Given instruction ->
Extract all of the records below word for word, leaving out the pictures.
## start Record extracts
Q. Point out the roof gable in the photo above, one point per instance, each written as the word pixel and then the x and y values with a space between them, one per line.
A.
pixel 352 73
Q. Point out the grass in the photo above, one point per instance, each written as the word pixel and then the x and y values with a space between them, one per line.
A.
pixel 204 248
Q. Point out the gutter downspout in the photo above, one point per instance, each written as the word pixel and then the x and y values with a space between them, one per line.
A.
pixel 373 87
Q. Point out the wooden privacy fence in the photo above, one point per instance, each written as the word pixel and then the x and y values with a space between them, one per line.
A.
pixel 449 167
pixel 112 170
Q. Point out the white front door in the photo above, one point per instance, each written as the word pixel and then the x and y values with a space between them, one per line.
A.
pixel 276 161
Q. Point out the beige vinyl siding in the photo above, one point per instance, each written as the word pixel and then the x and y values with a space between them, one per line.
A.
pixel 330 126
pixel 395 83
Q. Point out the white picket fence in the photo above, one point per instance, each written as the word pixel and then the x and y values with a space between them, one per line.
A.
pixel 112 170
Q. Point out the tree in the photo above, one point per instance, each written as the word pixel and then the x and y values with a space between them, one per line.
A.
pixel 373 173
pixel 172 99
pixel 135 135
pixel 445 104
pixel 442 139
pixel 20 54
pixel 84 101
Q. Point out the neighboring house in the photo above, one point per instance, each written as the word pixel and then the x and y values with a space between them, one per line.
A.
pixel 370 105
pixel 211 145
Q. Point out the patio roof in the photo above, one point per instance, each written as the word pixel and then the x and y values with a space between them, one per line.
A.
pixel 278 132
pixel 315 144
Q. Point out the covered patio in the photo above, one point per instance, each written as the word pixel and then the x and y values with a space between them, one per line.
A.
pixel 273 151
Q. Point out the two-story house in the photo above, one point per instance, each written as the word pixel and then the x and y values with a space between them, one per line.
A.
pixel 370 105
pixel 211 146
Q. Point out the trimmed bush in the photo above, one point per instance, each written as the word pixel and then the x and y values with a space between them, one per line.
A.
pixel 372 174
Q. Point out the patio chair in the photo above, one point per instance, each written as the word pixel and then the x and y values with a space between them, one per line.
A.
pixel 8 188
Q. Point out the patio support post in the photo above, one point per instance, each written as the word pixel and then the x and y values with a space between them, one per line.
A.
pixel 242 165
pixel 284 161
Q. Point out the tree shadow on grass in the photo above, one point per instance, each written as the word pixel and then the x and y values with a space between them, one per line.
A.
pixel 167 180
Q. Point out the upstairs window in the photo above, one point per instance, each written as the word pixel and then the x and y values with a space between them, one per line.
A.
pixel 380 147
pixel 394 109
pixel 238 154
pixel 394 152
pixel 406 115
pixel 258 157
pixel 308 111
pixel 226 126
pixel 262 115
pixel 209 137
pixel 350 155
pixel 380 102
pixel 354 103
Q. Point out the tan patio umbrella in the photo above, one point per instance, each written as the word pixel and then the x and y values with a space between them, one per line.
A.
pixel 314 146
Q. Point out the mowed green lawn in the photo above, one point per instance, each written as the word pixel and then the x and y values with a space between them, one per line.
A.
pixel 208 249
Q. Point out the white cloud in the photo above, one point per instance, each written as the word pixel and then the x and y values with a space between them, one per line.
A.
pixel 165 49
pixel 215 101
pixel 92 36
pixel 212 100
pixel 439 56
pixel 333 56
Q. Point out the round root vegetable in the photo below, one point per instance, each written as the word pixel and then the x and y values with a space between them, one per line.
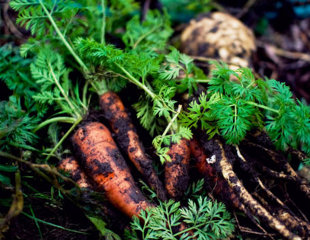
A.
pixel 128 140
pixel 176 170
pixel 107 168
pixel 71 166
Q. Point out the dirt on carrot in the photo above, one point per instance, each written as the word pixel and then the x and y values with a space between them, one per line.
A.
pixel 176 171
pixel 128 140
pixel 105 165
pixel 71 165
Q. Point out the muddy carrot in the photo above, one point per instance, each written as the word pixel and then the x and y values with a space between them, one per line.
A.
pixel 107 168
pixel 71 166
pixel 176 171
pixel 128 140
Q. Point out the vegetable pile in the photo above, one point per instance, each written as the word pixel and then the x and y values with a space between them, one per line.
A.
pixel 212 137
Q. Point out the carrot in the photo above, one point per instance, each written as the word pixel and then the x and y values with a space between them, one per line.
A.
pixel 104 164
pixel 71 166
pixel 128 140
pixel 176 171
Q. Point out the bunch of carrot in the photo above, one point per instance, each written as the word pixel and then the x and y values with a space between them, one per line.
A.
pixel 99 164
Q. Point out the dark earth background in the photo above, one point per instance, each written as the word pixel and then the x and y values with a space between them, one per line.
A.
pixel 282 30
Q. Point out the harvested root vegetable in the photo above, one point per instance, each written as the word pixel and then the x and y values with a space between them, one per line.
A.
pixel 253 205
pixel 220 187
pixel 105 165
pixel 128 140
pixel 71 166
pixel 176 171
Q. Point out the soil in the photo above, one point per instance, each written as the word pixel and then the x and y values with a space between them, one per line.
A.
pixel 286 32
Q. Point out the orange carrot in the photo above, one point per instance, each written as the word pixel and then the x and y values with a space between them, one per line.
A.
pixel 128 140
pixel 71 166
pixel 107 168
pixel 176 171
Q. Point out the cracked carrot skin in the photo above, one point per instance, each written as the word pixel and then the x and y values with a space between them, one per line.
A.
pixel 128 140
pixel 105 165
pixel 71 165
pixel 176 171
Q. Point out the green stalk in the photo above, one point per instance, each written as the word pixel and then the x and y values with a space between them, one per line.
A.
pixel 171 121
pixel 136 82
pixel 103 22
pixel 64 137
pixel 262 106
pixel 55 119
pixel 140 39
pixel 63 91
pixel 77 58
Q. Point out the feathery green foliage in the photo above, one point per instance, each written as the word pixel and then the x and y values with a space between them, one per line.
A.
pixel 149 36
pixel 204 219
pixel 237 102
pixel 16 125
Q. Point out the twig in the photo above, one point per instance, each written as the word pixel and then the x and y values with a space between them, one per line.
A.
pixel 284 53
pixel 246 8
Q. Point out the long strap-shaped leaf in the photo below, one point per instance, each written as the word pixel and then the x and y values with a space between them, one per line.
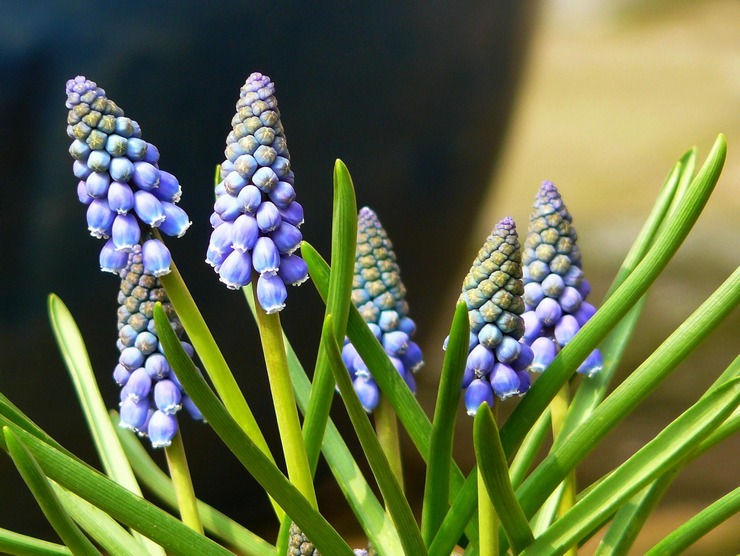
## end Record extracts
Task solution ->
Q. Point out the roof gable in the photo above, one point per instance, each written as the word pixel and then the x and y values with a space between them, one per line.
A.
pixel 352 73
Q. Point out the grass in the photo above, one point per instance, each written as the word pixel and then the x and y values with a space between them, one per line.
A.
pixel 204 248
Q. Point out the gutter downspout in the photo above, one point per instance, each written as the word pixel and then the x and y values with a space between them, one per line.
A.
pixel 373 87
Q. Point out the wooden privacy fence in the photo above, one point per instance, each written as the word pixel and then the x and y values with a space between them, one per line.
A.
pixel 449 167
pixel 112 170
Q. Point out the white front door in the photo above, one point per instance, each written as the word pixel and then the x and y values with a space between them, one per line.
A.
pixel 276 161
Q. Point out the beige vinyl siding in the photo above, one point per instance, each written as the word pixel and then the x and y values with a space between them, one per line.
A.
pixel 330 126
pixel 395 83
Q. Point out the white picket fence in the photo above, one point per instance, each written as the word pixel and then the x and y values with a space between them, one per line.
A.
pixel 112 170
Q. Point out the tree in the photo above, one point per instance, each written as the word pixel and then the x and y values with a space between them, one per line.
A.
pixel 373 173
pixel 172 99
pixel 135 135
pixel 445 104
pixel 442 139
pixel 20 54
pixel 84 101
Q. Point out the neighboring house in the photo above, one point per instance, each written as the word pixel and then the x and y values with a space between them, one per line.
A.
pixel 370 105
pixel 211 145
Q. Point out the patio roof in the photo above, one point per instance, each written as the word pixel and then the x and y values with a space between them, one per line.
A.
pixel 278 132
pixel 315 144
Q. Point out the covered patio in the photo above, one point per instance, each written as the word pixel and then the x and y values with a space between them, one per line.
A.
pixel 273 151
Q. Point out the two-story house in the photo above, one point per instance, each written as the word pixel and then the x and y values with a space between them, one per line.
A.
pixel 370 105
pixel 211 146
Q. Point out the trimmed bush in the photo above, one point per instance, each written as the word pixel and then the x and y values with a space between them, one per line.
A.
pixel 372 174
Q. Point out the patio chair in the photo above, one point per instance, each written as the word pixel and then the x and y values with a space between them, one per line.
A.
pixel 8 188
Q. Point out the patio support post in the photo above, one point per instance, each written as the word pixel and then the x and y values with a space between them, one per line.
A.
pixel 242 165
pixel 284 161
Q. Point out the tree shadow on grass in the photo above, one point per instance, each written as the word pixel and then the x and y values with a space between them, one per line.
A.
pixel 167 180
Q. Point out the upstairs window in the photo above, one point per instance, each written as the word pixel and then the x and y values with a space between them, one per line.
A.
pixel 380 147
pixel 394 109
pixel 238 154
pixel 394 152
pixel 406 115
pixel 258 157
pixel 308 111
pixel 226 126
pixel 262 115
pixel 209 137
pixel 350 155
pixel 380 102
pixel 354 103
Q. Point out the tan patio umbrella in the photo above, one point per instance, each written as the word pixel and then the x and y values with a space between them, one per line.
A.
pixel 314 146
Q. Point out the mowed green lawn in the photo above, one point per instance, each written as the word pixel and then the x and y values with a space between them, one per line.
A.
pixel 208 249
Q. Point out the white cloud in the photo above, one point per instance, each written as the word pixel and then the x and y values with a space between them, one per line.
A.
pixel 165 49
pixel 215 101
pixel 92 36
pixel 212 100
pixel 439 56
pixel 333 56
Q. Point out the round root vegetable in the photo below, one point per instance, each written as the word pixel and then the x and y values with a space between them, one per line.
A.
pixel 128 140
pixel 176 170
pixel 107 168
pixel 71 166
Q. Point out the dirt on carrot in the photo above, one point per instance, each written as the word pixel and then the x and y values with a space between them, one per line.
A.
pixel 176 171
pixel 128 140
pixel 105 165
pixel 71 165
Q. Point out the muddy carrot in the photo above, one point per instance, each written as the word pixel and then the x and y values with a space between them, one per line.
A.
pixel 107 168
pixel 71 166
pixel 176 171
pixel 128 140
Q. Point out the vegetable pile in the photo above, one point per instance, each written as the word pixel and then the x and y values with a space between them, one per line.
A.
pixel 212 137
Q. Point out the carrot in the photo above, one point per instance, each written as the word pixel and then the x and y values with a space between them, one per line.
A.
pixel 104 164
pixel 71 166
pixel 128 140
pixel 176 171
Q. Point out the bunch of carrot in the photo above, one point per instance, each written as the word pixel and then the x and y values with a space between them, one per line.
A.
pixel 99 164
Q. Point out the dark earth background in the photo above, one point per instance, each written as the word pixel and then the x and y values with a space between them, one per line.
A.
pixel 282 30
Q. Point out the harvested root vegetable in the photo above, one point per instance, each written as the word pixel and then the x and y values with a space between them, one per line.
A.
pixel 253 205
pixel 220 187
pixel 105 165
pixel 128 140
pixel 71 166
pixel 176 171
Q. Point out the soil in the photo above, one point per instance, each written as the word pixel and then the x and y values with a space between them, one per line.
A.
pixel 286 32
Q. Point out the orange carrot in the photo above, one point per instance, each written as the word pixel and then the x and y values with a space between them, one per line.
A.
pixel 128 140
pixel 71 166
pixel 107 168
pixel 176 171
Q. Point out the cracked carrot skin in the photo above, one point per instance, each written as the word pixel and then the x and y values with a space between them, one per line.
A.
pixel 128 140
pixel 105 165
pixel 71 165
pixel 176 171
Q. Point out the green stalk in the photo above, one point per instance, each written as the word pixel and then the x and y values with a space between them, one per line.
A.
pixel 171 121
pixel 136 82
pixel 103 22
pixel 64 137
pixel 262 106
pixel 55 119
pixel 140 39
pixel 63 91
pixel 77 58
Q. Point out the feathery green foliage in the photo above, one point per instance, each written as the word pixel and then the x and y values with a space between them, one per line.
A.
pixel 149 36
pixel 204 219
pixel 237 102
pixel 16 125
Q. Point out the twig in the photo above, one point per instance, each written as the word pixel and then the x and y values with a space between them, one per line.
A.
pixel 284 53
pixel 246 8
Q. Point out the long strap-shaped leaf in the photo below, one point per instance, each written as the word pixel and then the x and y values with a space between them, one per line.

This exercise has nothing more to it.